**Task goal**
Copy the listing below word for word, starting with the line that contains "Query: drum head" and going on through the end of the listing. Leave the pictures out of your copy.

= = = =

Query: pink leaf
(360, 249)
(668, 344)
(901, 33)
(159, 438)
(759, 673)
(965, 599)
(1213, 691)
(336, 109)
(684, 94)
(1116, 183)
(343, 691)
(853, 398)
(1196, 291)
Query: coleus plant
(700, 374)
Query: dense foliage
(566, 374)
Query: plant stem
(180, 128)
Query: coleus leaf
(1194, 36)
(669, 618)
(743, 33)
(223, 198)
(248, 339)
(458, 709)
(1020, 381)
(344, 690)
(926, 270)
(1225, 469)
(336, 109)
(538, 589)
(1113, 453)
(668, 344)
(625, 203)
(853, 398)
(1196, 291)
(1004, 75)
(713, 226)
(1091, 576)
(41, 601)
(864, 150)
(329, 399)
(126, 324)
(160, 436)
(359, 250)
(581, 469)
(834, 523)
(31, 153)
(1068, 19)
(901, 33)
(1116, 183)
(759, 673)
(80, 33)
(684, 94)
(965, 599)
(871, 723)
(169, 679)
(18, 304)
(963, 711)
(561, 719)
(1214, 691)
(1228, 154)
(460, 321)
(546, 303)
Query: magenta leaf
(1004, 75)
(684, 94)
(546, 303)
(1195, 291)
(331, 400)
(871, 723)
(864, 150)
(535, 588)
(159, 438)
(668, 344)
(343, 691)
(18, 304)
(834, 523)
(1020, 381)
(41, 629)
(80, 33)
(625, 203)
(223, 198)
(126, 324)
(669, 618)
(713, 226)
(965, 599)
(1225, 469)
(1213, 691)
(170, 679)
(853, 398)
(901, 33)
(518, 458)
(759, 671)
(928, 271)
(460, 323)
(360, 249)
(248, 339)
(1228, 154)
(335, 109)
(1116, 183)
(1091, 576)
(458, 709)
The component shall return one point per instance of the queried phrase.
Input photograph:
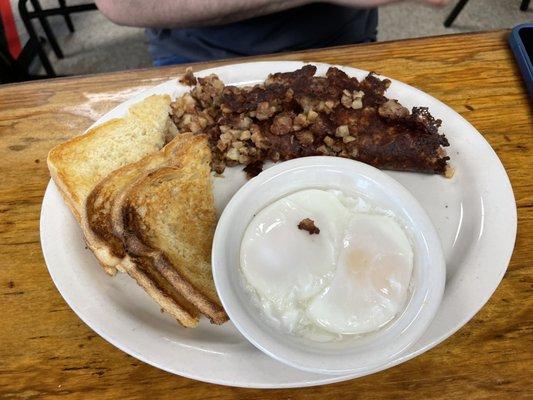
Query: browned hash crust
(297, 114)
(307, 224)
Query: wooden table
(46, 351)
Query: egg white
(351, 278)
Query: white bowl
(352, 354)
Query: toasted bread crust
(171, 301)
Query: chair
(460, 5)
(40, 14)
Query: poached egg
(351, 278)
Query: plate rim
(327, 378)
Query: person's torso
(311, 26)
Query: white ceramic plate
(474, 213)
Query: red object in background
(10, 28)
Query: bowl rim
(429, 297)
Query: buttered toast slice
(99, 207)
(77, 165)
(167, 219)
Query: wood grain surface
(46, 351)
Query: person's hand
(376, 3)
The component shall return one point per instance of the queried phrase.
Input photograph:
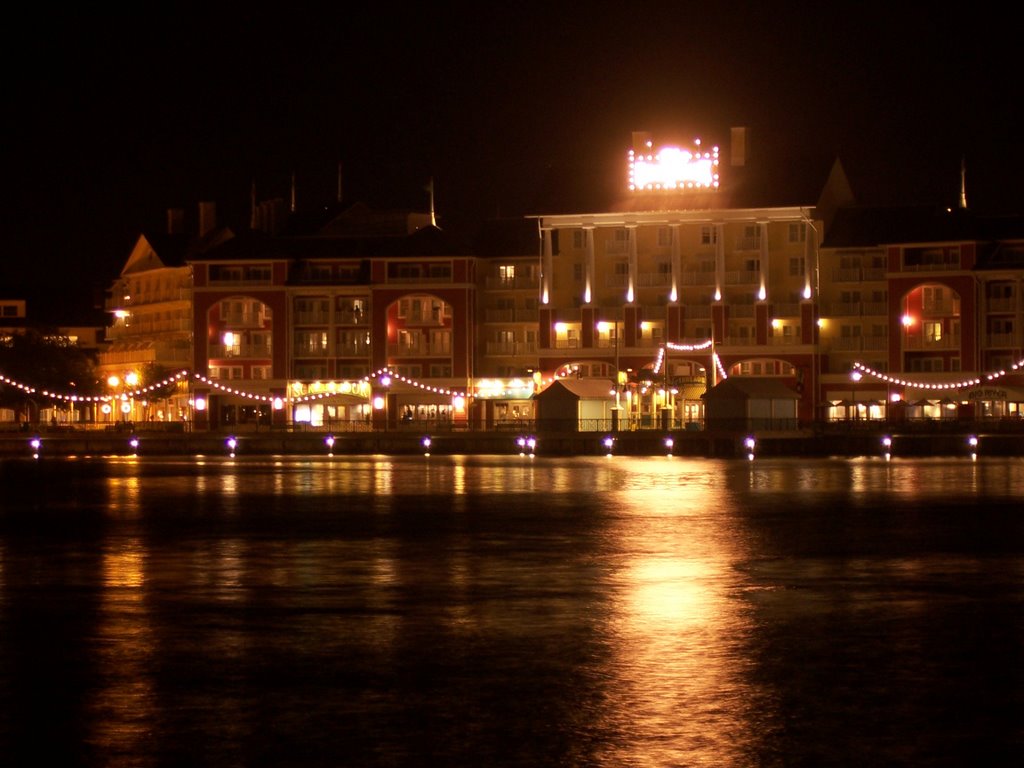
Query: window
(310, 342)
(351, 310)
(352, 343)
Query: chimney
(207, 218)
(175, 221)
(641, 141)
(739, 146)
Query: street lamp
(854, 378)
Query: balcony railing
(241, 350)
(1001, 304)
(516, 283)
(424, 349)
(312, 318)
(1001, 340)
(918, 342)
(511, 315)
(513, 347)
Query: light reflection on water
(489, 610)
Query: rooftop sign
(673, 168)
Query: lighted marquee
(674, 168)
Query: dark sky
(114, 118)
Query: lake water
(511, 611)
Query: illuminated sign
(516, 389)
(673, 168)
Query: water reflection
(678, 693)
(122, 709)
(488, 610)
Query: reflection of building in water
(677, 634)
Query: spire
(963, 184)
(430, 190)
(252, 206)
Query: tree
(43, 361)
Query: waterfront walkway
(865, 440)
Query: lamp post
(604, 327)
(854, 378)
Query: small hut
(751, 403)
(576, 406)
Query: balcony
(791, 309)
(848, 344)
(697, 279)
(849, 274)
(510, 348)
(1003, 340)
(918, 342)
(220, 351)
(513, 284)
(1001, 304)
(511, 315)
(742, 278)
(350, 317)
(312, 318)
(653, 280)
(423, 349)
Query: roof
(855, 226)
(429, 241)
(752, 387)
(763, 181)
(582, 388)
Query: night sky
(114, 118)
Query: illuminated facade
(151, 329)
(699, 267)
(922, 299)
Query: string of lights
(963, 384)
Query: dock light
(526, 444)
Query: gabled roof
(865, 226)
(765, 181)
(508, 238)
(429, 241)
(588, 389)
(752, 387)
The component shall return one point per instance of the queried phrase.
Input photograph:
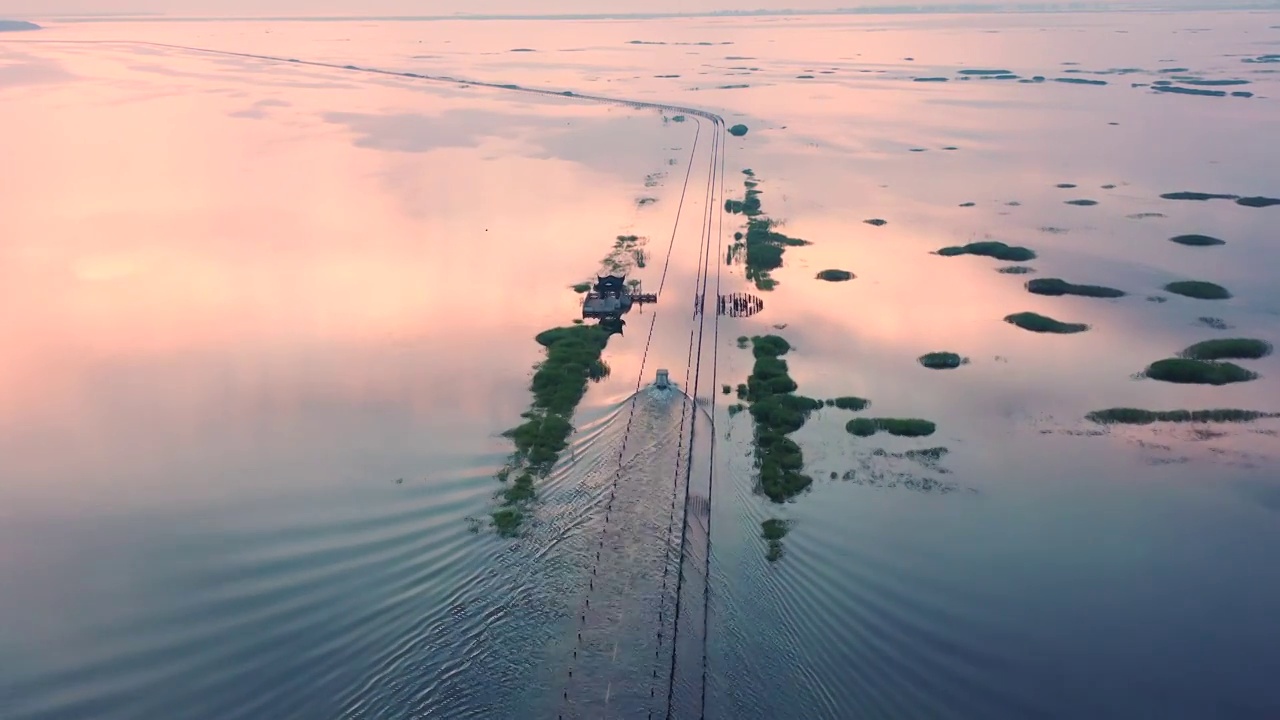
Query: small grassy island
(941, 360)
(777, 411)
(908, 427)
(991, 249)
(17, 26)
(773, 531)
(762, 244)
(1037, 323)
(1200, 196)
(1197, 240)
(572, 360)
(1136, 417)
(1184, 370)
(1228, 349)
(1200, 290)
(836, 276)
(1056, 287)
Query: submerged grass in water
(941, 360)
(835, 276)
(1137, 417)
(1200, 290)
(901, 427)
(991, 249)
(777, 411)
(558, 384)
(1038, 323)
(762, 244)
(1057, 286)
(773, 531)
(1228, 349)
(1184, 370)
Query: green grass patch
(941, 360)
(1184, 370)
(991, 249)
(507, 520)
(1056, 286)
(1228, 349)
(1197, 240)
(901, 427)
(850, 402)
(560, 382)
(763, 246)
(836, 276)
(777, 411)
(1200, 290)
(773, 531)
(1136, 417)
(1038, 323)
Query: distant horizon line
(959, 8)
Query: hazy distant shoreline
(1011, 8)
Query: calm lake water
(265, 323)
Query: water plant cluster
(1203, 363)
(777, 411)
(560, 382)
(762, 244)
(773, 531)
(942, 360)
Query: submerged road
(676, 569)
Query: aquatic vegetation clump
(941, 360)
(1178, 90)
(1216, 323)
(763, 246)
(1184, 370)
(1079, 81)
(835, 276)
(901, 427)
(849, 402)
(1200, 290)
(1057, 286)
(777, 411)
(574, 358)
(772, 532)
(1228, 349)
(991, 249)
(1200, 196)
(1038, 323)
(1197, 240)
(1257, 201)
(1137, 417)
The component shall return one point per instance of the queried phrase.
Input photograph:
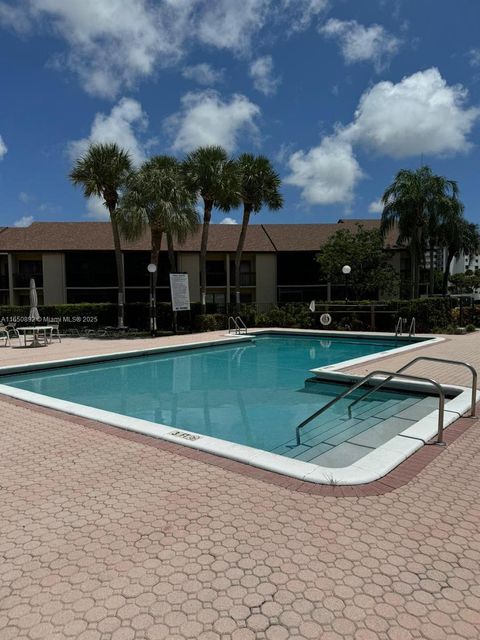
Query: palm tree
(458, 236)
(259, 187)
(157, 197)
(103, 171)
(415, 202)
(214, 177)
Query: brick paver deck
(104, 538)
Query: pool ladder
(236, 325)
(401, 323)
(390, 375)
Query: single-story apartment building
(74, 262)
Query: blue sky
(340, 94)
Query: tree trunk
(416, 255)
(413, 269)
(156, 233)
(247, 210)
(120, 269)
(171, 253)
(446, 273)
(207, 216)
(432, 269)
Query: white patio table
(35, 332)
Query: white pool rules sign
(180, 292)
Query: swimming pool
(242, 399)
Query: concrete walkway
(102, 538)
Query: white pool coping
(372, 466)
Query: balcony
(22, 280)
(247, 278)
(218, 279)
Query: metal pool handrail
(241, 325)
(390, 375)
(411, 331)
(429, 359)
(238, 325)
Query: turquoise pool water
(251, 393)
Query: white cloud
(112, 44)
(376, 206)
(24, 197)
(300, 13)
(474, 57)
(24, 221)
(96, 210)
(362, 44)
(203, 73)
(419, 114)
(261, 71)
(14, 17)
(3, 148)
(205, 119)
(327, 174)
(229, 24)
(122, 125)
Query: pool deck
(110, 538)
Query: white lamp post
(346, 270)
(152, 268)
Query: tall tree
(363, 250)
(214, 177)
(158, 198)
(415, 202)
(458, 236)
(259, 187)
(103, 171)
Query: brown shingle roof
(97, 236)
(310, 237)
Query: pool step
(339, 440)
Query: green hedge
(430, 313)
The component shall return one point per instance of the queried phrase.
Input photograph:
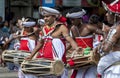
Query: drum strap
(55, 52)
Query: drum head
(58, 67)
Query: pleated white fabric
(104, 66)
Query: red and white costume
(52, 48)
(85, 42)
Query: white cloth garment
(104, 66)
(91, 72)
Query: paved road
(5, 73)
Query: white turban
(28, 24)
(76, 14)
(48, 11)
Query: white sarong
(106, 67)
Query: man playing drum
(83, 35)
(27, 42)
(51, 45)
(109, 64)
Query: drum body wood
(15, 56)
(82, 60)
(43, 67)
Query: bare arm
(36, 49)
(109, 43)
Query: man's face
(49, 19)
(110, 18)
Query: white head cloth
(76, 14)
(28, 24)
(48, 11)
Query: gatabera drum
(15, 56)
(82, 60)
(43, 67)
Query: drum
(42, 67)
(15, 56)
(82, 60)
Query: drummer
(83, 35)
(52, 45)
(27, 42)
(109, 64)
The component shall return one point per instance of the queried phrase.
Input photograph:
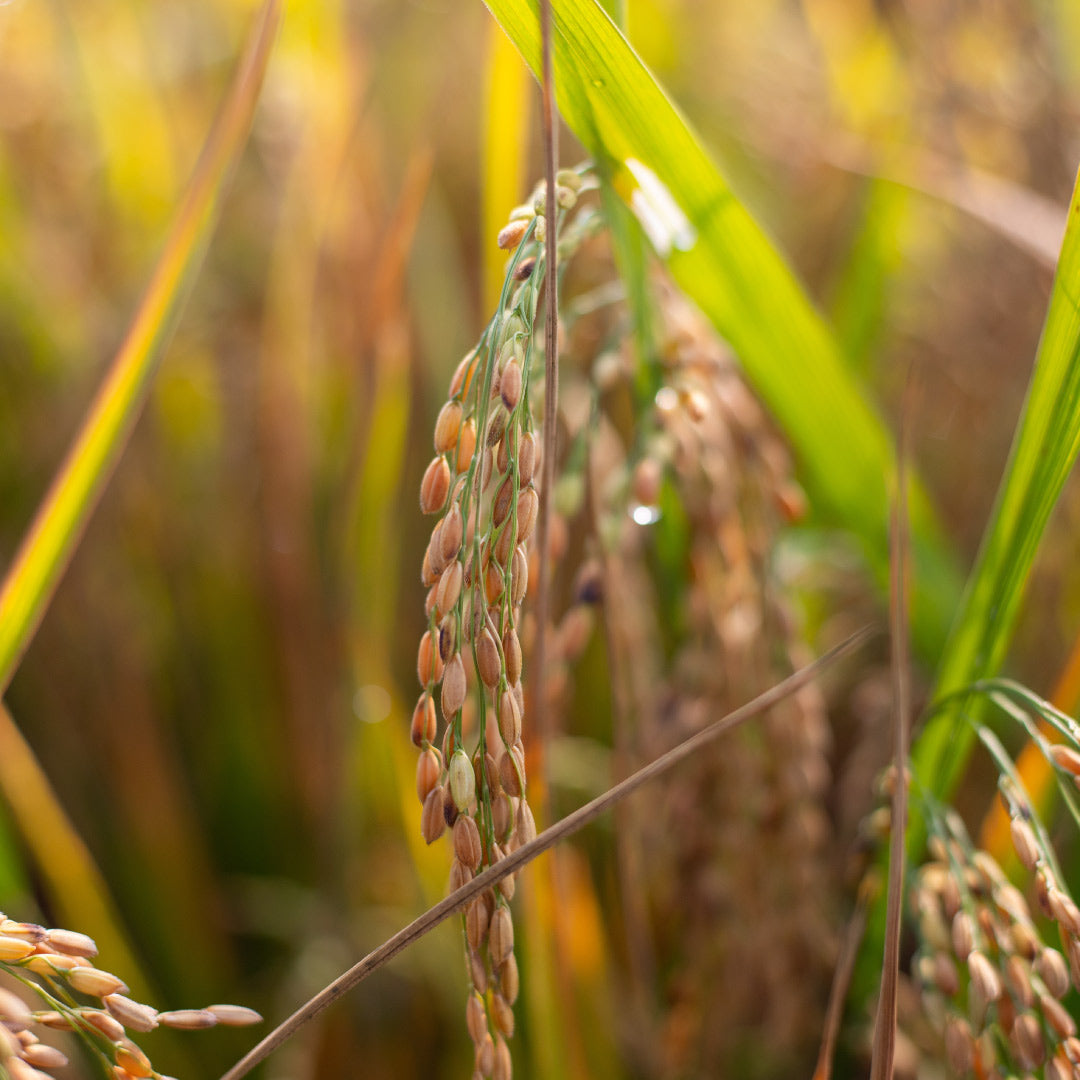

= = = =

**Solved exercise**
Query: drum head
(58, 67)
Query: pleated white fabric
(104, 66)
Query: red and white costume
(52, 48)
(85, 42)
Query: white cloth garment
(104, 66)
(91, 72)
Query: paved road
(5, 73)
Query: white turban
(28, 24)
(76, 14)
(48, 11)
Query: white sarong
(106, 67)
Query: man playing drum
(83, 35)
(27, 42)
(51, 45)
(109, 64)
Query: drum body wood
(15, 56)
(82, 60)
(43, 67)
Query: bare arm
(36, 49)
(109, 43)
Query: man's face
(49, 19)
(110, 18)
Query: white head cloth
(76, 14)
(28, 24)
(48, 11)
Query: gatabera drum
(15, 56)
(82, 60)
(43, 67)
Query: drum
(42, 67)
(15, 56)
(82, 60)
Query: drummer
(83, 35)
(52, 45)
(27, 42)
(109, 64)
The component shall return one point per instance of the queried phrase.
Input photograph:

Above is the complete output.